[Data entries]
>>
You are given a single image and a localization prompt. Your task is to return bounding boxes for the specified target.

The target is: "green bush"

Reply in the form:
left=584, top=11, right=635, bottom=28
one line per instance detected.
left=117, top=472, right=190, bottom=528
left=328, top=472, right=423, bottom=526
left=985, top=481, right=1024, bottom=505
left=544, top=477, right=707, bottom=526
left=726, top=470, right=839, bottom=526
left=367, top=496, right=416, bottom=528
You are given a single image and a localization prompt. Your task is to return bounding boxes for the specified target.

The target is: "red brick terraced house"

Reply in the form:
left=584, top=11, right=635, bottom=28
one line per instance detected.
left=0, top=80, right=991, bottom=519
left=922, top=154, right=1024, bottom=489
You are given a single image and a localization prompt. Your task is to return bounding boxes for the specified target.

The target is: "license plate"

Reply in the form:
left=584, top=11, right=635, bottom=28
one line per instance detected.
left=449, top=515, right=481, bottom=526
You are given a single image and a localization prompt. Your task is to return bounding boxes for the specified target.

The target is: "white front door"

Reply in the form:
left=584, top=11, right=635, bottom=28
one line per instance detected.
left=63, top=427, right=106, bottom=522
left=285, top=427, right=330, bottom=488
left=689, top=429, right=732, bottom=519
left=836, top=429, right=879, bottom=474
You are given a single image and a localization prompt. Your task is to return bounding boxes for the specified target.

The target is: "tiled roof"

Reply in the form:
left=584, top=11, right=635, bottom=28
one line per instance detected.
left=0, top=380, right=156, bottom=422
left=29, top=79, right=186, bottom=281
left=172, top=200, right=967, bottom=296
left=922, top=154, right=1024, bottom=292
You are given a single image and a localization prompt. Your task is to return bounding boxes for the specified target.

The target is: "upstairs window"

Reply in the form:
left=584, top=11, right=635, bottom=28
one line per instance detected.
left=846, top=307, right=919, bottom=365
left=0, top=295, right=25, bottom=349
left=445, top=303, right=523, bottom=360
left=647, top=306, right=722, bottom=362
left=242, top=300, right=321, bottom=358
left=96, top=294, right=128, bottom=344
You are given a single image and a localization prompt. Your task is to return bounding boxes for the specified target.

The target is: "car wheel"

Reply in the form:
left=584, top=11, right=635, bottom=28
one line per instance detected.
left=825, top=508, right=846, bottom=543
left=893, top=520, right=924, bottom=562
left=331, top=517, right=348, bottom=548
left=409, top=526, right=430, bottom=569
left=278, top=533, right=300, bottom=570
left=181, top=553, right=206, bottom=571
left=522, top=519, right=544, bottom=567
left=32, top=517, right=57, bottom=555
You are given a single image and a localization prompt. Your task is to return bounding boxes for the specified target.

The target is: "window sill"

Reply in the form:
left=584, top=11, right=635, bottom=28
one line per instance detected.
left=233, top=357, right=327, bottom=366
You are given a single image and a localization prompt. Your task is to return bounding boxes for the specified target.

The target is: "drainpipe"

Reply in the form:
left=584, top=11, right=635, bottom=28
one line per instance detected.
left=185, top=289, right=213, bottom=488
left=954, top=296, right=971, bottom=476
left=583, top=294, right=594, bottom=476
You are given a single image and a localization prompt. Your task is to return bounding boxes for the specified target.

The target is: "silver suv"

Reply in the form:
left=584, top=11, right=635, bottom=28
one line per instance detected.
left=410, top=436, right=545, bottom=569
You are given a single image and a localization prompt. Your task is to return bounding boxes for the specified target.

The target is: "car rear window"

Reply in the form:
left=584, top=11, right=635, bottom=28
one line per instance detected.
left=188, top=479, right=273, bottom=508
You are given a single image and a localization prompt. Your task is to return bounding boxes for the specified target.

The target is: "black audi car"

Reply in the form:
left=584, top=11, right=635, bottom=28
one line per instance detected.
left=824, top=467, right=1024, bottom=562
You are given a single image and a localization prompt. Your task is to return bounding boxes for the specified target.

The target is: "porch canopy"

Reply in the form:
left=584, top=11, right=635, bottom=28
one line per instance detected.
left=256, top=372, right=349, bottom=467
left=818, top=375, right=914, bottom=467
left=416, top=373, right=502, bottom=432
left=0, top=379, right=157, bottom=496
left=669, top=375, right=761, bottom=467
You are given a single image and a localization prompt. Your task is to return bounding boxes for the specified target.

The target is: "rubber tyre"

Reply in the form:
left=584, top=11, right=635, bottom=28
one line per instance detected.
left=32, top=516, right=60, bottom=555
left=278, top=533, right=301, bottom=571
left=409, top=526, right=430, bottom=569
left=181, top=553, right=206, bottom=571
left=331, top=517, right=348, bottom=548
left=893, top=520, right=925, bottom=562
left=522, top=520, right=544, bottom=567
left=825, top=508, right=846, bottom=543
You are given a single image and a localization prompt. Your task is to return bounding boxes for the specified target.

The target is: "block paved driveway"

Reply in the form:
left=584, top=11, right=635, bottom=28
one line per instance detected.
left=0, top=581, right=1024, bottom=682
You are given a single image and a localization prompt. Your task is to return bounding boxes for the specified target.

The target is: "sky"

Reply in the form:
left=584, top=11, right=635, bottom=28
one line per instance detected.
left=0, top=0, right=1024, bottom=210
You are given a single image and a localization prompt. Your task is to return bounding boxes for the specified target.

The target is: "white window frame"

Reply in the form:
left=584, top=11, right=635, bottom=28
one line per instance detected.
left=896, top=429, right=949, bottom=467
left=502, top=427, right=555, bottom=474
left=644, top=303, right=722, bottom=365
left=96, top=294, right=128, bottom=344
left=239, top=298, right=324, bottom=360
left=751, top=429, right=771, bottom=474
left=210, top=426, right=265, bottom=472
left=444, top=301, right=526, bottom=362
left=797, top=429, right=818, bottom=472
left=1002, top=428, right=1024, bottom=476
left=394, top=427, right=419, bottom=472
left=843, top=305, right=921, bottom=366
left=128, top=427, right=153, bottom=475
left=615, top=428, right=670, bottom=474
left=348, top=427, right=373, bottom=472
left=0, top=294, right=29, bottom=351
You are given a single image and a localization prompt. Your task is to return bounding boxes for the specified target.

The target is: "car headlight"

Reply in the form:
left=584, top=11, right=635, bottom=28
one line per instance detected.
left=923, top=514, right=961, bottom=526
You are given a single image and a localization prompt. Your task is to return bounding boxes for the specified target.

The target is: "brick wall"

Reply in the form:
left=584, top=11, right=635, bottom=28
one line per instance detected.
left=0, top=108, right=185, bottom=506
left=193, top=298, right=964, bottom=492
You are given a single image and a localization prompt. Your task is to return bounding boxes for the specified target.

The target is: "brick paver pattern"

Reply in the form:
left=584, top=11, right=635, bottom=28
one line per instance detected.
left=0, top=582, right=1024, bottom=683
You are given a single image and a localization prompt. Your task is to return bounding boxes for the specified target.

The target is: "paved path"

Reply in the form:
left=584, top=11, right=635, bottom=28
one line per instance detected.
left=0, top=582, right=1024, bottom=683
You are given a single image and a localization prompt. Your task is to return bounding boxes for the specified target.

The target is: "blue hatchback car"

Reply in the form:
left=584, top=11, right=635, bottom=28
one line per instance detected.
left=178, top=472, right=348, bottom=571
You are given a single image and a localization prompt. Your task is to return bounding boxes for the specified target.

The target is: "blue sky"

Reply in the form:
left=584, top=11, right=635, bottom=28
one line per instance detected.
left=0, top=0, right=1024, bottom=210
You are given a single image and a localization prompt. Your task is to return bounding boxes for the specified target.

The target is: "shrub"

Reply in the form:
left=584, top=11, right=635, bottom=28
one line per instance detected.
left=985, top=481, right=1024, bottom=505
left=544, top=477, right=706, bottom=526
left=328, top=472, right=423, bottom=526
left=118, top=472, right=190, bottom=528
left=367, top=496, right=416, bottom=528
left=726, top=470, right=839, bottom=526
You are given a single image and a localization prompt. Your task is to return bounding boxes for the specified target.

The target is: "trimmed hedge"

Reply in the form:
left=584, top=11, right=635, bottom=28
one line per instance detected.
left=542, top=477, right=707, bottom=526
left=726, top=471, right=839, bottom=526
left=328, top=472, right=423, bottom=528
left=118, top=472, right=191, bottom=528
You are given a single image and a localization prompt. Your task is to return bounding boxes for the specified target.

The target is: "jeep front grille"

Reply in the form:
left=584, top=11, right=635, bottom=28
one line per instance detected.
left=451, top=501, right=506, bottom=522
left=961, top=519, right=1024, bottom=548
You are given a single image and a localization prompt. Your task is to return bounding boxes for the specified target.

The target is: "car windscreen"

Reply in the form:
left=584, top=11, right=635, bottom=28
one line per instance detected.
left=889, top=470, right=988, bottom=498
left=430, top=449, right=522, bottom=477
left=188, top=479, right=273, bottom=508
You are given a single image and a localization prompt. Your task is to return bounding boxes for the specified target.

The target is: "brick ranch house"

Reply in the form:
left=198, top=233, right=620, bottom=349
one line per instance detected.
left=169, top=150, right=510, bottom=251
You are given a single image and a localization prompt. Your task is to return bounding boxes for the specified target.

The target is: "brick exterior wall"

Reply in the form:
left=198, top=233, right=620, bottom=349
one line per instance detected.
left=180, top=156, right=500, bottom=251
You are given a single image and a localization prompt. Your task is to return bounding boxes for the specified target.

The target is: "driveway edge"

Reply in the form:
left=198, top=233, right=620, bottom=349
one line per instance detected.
<<
■ Problem requirements ■
Copy the listing word for word, starting at its first line and ending at the line that contains "left=922, top=154, right=1024, bottom=489", with both of those lines included.

■ Answer ■
You are given a single image and a localization prompt. Your task is to return bounding boxes for the specified target.

The target is: "green bush"

Reply in the form:
left=584, top=11, right=635, bottom=28
one line per instance detected.
left=117, top=472, right=190, bottom=528
left=328, top=472, right=423, bottom=526
left=985, top=481, right=1024, bottom=505
left=544, top=477, right=707, bottom=526
left=726, top=470, right=839, bottom=526
left=367, top=496, right=416, bottom=528
You are given a single image and a localization prompt. Your task is to return bounding boxes for the specified target.

The target is: "red brick terraced house"

Reply in the form:
left=584, top=11, right=635, bottom=28
one line per instance detected.
left=0, top=80, right=991, bottom=519
left=922, top=154, right=1024, bottom=489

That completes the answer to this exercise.